* TASK
Continue the article below about the IMF chief's call for targeted food and energy support, picking up right after its final sentence.

* TEXT BLOCK
International Monetary Fund (IMF) Chief Kristalina Georgieva said governments need to subsidise the cost of food and energy for the poorest members of society.
Support should be supplied in a targeted manner, preferably through direct subsidies to individuals, the IMF chief said in an interview with the BBC.
People around the world are struggling with the rising cost of living.
Regarding the cost of living crisis, Georgieva stated, "There are two priorities, the first being the extremely poor, who are currently dealing with high food and energy prices."
She stated that the second objective is to assist those businesses that have been "particularly harmed" by the conflict in Ukraine.
However, that's proving challenging because food prices have hit record highs this year, whilst oil and gas prices have also risen sharply.
This is largely due to the coronavirus pandemic and the war in Ukraine. Russia and Ukraine are both major exporters of crops and hydrocarbons.
Protests seen in Sri Lanka could be repeated in other countries
Georgieva is concerned about the impact those higher borrowing costs will have on governments who have to repay huge debts they took on to get through the pandemic.
She said governments needed to be "very careful" about how much money they spent and what they spent it on.
Georgieva is concerned that without the correct government support the protests seen in Sri Lanka could be repeated in other countries.
Sri Lanka's economic crisis, exacerbated by rising prices, has led to deadly riots, a new prime minister and a first ever default on its debts.

* GIVEN ENTRIES
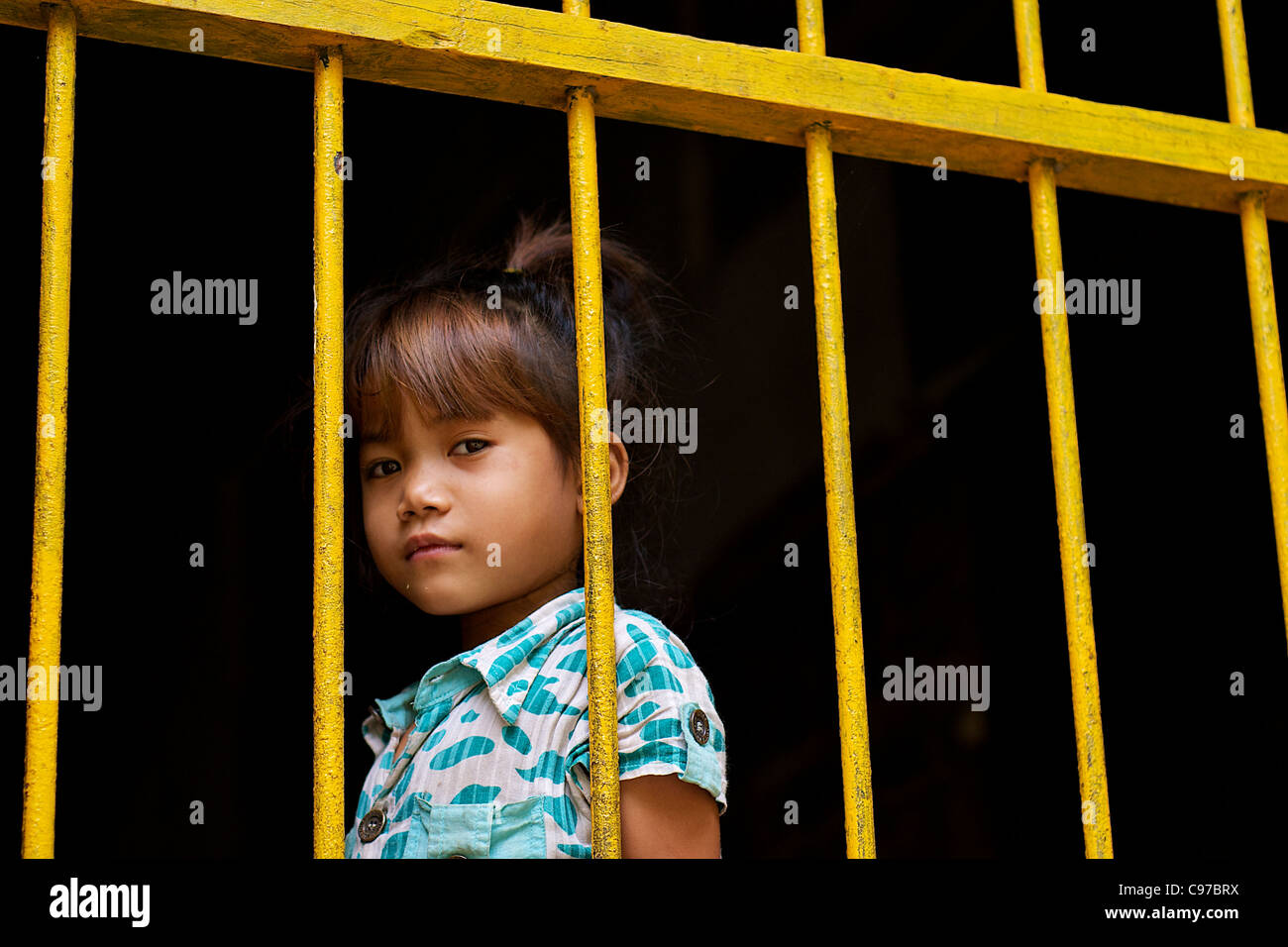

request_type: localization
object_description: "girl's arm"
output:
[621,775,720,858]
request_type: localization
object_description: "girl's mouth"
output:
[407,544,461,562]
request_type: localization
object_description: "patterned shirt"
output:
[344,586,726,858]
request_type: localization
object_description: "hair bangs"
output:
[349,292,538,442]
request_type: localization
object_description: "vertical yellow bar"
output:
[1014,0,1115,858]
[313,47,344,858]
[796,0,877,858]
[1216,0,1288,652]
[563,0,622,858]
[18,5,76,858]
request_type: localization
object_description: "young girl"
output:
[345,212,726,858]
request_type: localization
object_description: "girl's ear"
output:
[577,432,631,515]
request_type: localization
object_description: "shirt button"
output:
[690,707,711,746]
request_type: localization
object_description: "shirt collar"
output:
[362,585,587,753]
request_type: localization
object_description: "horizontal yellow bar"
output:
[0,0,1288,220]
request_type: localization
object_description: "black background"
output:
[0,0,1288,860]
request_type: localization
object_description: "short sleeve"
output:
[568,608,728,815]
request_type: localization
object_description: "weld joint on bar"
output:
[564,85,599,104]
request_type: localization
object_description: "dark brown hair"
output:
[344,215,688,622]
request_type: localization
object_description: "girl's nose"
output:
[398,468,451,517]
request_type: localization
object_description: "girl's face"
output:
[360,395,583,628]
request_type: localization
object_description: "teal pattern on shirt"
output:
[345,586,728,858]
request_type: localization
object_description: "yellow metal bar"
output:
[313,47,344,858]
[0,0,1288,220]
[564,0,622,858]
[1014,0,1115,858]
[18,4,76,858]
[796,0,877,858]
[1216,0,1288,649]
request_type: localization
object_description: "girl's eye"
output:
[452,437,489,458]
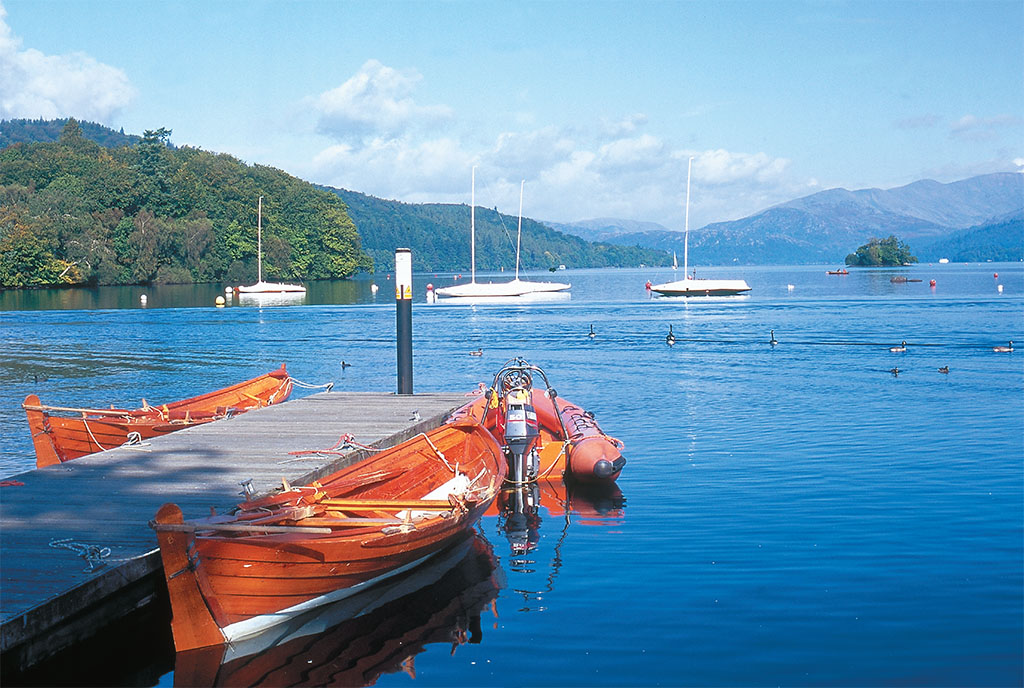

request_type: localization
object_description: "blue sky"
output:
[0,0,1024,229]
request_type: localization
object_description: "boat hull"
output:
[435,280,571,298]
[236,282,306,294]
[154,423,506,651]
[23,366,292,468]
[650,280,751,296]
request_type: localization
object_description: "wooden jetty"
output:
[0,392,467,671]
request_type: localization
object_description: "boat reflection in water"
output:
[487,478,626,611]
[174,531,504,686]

* RESPONSE TO THIS EXERCISE
The IMF boss said such similar unrest before the pandemic, from France to Chile, was caused by "a sense of inequality growing" and decisions being made without the support of the people.
"If we are to learn any lessons from 2019 it is to be much more humble about policy decisions, and engage in multiple ways with people, because policies must be for people, not the paper we write them on," she said.
Feeding the world
A group of international development bodies including the IMF and World Bank this week launched a major plan to try and tackle food insecurity around the world.
It was spearheaded by US Treasury Secretary Janet Yellen, who said it was necessary because: "There's a very real risk that soaring global market prices of food and fertiliser will result in more people going hungry."
Georgieva said that while there is plenty of food, it is not evenly distributed.
The solutions, she said, are growing more crops where possible but also a greater focus on agricultural productivity, "not only because of the war, but because of climate change".
She added: "Trade needs to be retained open, we should not have a situation in which countries hold on to food more than they need and create all kinds of barriers for moving it from one place to another."